Work to be completed. Write out the listing below word for word, leaving out the pictures.

** start Records shown **

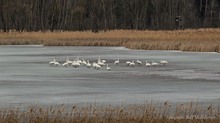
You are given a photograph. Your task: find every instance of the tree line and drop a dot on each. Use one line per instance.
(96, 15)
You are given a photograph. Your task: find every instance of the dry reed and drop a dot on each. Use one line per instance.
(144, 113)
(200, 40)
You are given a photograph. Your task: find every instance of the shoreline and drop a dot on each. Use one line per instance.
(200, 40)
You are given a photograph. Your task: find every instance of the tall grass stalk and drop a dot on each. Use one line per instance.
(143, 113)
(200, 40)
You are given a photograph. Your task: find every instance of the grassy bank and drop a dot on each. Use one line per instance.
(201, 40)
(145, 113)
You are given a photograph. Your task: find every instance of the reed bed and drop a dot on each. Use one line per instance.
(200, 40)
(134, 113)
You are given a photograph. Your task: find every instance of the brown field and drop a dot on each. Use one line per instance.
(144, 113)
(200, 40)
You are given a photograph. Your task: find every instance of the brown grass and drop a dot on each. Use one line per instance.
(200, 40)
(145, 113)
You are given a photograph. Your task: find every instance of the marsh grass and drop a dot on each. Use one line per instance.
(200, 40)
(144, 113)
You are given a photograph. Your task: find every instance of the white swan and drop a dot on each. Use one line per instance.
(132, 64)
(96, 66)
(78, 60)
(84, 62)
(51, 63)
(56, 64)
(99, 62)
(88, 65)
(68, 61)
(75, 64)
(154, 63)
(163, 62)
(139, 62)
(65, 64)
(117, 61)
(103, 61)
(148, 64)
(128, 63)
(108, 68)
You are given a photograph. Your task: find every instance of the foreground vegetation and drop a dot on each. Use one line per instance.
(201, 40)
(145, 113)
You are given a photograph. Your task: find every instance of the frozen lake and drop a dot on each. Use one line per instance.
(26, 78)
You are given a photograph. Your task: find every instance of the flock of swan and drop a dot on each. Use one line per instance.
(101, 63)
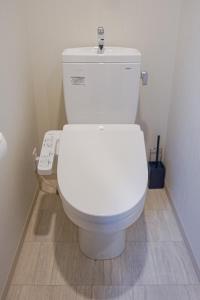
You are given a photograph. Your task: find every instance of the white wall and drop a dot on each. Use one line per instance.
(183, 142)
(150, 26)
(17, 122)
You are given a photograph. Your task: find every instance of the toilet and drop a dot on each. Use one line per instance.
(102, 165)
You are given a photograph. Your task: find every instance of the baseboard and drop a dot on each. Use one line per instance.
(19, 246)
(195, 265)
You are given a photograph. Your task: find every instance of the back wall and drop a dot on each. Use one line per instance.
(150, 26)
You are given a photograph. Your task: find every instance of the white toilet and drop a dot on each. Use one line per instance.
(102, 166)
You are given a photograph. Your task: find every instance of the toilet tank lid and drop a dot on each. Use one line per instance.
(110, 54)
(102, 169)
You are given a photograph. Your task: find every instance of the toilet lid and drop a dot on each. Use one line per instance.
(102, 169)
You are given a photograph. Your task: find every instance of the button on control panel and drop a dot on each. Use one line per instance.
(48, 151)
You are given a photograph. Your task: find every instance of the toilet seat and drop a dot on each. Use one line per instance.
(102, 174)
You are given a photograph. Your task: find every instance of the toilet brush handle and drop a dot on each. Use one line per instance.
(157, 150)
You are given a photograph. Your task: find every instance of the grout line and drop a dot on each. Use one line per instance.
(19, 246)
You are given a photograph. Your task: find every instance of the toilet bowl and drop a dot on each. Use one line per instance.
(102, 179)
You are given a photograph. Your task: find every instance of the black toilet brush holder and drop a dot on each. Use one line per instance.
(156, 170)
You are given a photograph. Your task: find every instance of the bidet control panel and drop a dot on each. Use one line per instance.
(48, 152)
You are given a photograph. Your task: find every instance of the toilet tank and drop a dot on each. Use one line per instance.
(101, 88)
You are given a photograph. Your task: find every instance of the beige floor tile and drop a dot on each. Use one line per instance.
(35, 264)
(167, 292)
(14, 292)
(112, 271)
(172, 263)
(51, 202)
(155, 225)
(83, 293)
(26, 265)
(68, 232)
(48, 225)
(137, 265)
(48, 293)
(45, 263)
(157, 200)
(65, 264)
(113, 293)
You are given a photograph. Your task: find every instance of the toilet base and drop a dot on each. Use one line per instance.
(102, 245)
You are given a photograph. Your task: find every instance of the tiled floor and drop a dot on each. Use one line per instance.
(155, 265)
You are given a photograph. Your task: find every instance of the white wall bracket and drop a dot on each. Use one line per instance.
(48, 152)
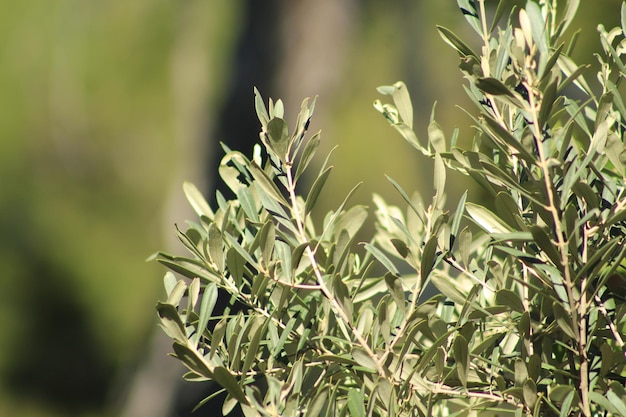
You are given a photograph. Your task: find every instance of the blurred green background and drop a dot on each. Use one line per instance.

** end Records shown **

Written solution.
You are given a photograph. Your task: find every instance of the tree line and drop a dot on each. Use one line per instance.
(96, 15)
You are given a photograph. Your task: find every instance of the dry reed and drop a dot on each. Use one line per instance.
(144, 113)
(200, 40)
You are given a photograph. Your task: find every instance of the shoreline and drop a dot on each. Use one line per instance.
(200, 40)
You are given a photograph. Your task: find every instance of the tall grass stalk and drop a dot on each. Use one line per instance.
(143, 113)
(200, 40)
You are given a photograph. Your task: find every instance of the grassy bank and drop a dot on each. Use one line per instance.
(201, 40)
(145, 113)
You are given a photograph. Your task: find every instance of the reed bed and drop a dot on each. Use one line per instance.
(200, 40)
(134, 113)
You are given a photograph. Your task: find every instance of the brown field and drop a dot on each. Use one line per instance.
(144, 113)
(200, 40)
You are given a photograph. Your task: find every instance of the brown grass and drop a dot on each. Use one line per instance.
(200, 40)
(145, 113)
You are given a photograph. Your task: find every instance of the marsh grass and drop a dot on each. Use one line per instance.
(200, 40)
(144, 113)
You are given a photograph. Your task: find every instance of the white swan and drop a dot on each. Use one line per instance.
(132, 64)
(96, 66)
(78, 60)
(84, 62)
(51, 63)
(56, 64)
(99, 62)
(88, 65)
(68, 61)
(75, 64)
(154, 63)
(163, 62)
(139, 62)
(65, 64)
(117, 61)
(103, 61)
(148, 64)
(128, 63)
(108, 68)
You are given a photograph. Your task: find every instance of the foreground vegetation and drop a dot on each. Use one line per instance.
(201, 40)
(145, 113)
You are given a photograph. Your task: find every instance of the frozen lake and drop a dot on each. Use one line per instance.
(26, 78)
You are given a photograph. Your task: find every instance of the flock of swan and drop a dot on each. Use one line per instance.
(101, 63)
You are given a photograph. Your task: find every instance of the white wall and drop a dot on each. Use one line per instance.
(183, 142)
(150, 26)
(17, 122)
You are given a photograph. Your task: find every instance of the toilet and drop a dot on each. Use one line per instance.
(102, 165)
You are given a photograph. Your task: find every instance of the baseboard and drop a dot on each. Use one line per instance.
(19, 246)
(195, 265)
You are given a photograph. Your task: find every instance of the back wall and drop a dot on each. Use one line per instance.
(150, 26)
You are given a photograph. Your task: find every instance of the white toilet and drop a dot on each. Use one line per instance.
(102, 166)
You are given a photograph. Your task: find every instance of the toilet tank lid and drop a dot on each. Use one line per instance.
(110, 54)
(102, 169)
You are given a photograph. Your task: find every instance of the toilet lid and drop a dot on each. Use one line per instance.
(102, 169)
You are given a photograph. Your task: find every instance of the button on control panel and drop a dot on each. Use one line per instance.
(48, 151)
You are given a photograph. Your task: find every instance of the toilet seat and drop a dot on each. Use one line per instance.
(102, 174)
You are given a photograph. Your task: find every instance of the toilet brush handle and drop a dot on each. Use one line per instance.
(157, 150)
You are given a photograph. Your task: find every instance of the grout line and drop a dot on each. Use one line per instance.
(19, 246)
You are given a photograph. Your task: find every instance of the toilet bowl and drop a dot on each. Use one line per instance.
(102, 179)
You are given a photograph. Your task: find every instance of the black toilet brush holder and drop a dot on each. Use one line per instance.
(156, 170)
You are given a photograph. Your task: find every instance of the bidet control panel and drop a dot on each. Use one line per instance.
(48, 152)
You are given a photograph. Your task: find every instance of the toilet tank and drop a dot on each. Use one line per instance.
(101, 88)
You are given a photograph. Your task: find every instance of the beige floor tile and drop a dot on each. Use one line per instance.
(35, 264)
(167, 292)
(14, 292)
(112, 271)
(172, 263)
(51, 202)
(155, 225)
(83, 293)
(26, 265)
(68, 232)
(48, 225)
(137, 265)
(48, 293)
(45, 263)
(157, 200)
(65, 264)
(113, 293)
You are given a photograph. Your task: find every instance of the toilet base and drop a dot on each. Use one line per instance.
(102, 245)
You are given a photograph. Your task: find every instance of the tiled floor and drop a dot on each. Use one line per instance.
(155, 265)
You are given a photograph. Your task: find every instance of the white wall bracket and drop a dot on each. Use one line per instance.
(48, 152)
You are given a photograph. Your task: find every instance of the blurred green background and drop a dot on each. Use one line per instance.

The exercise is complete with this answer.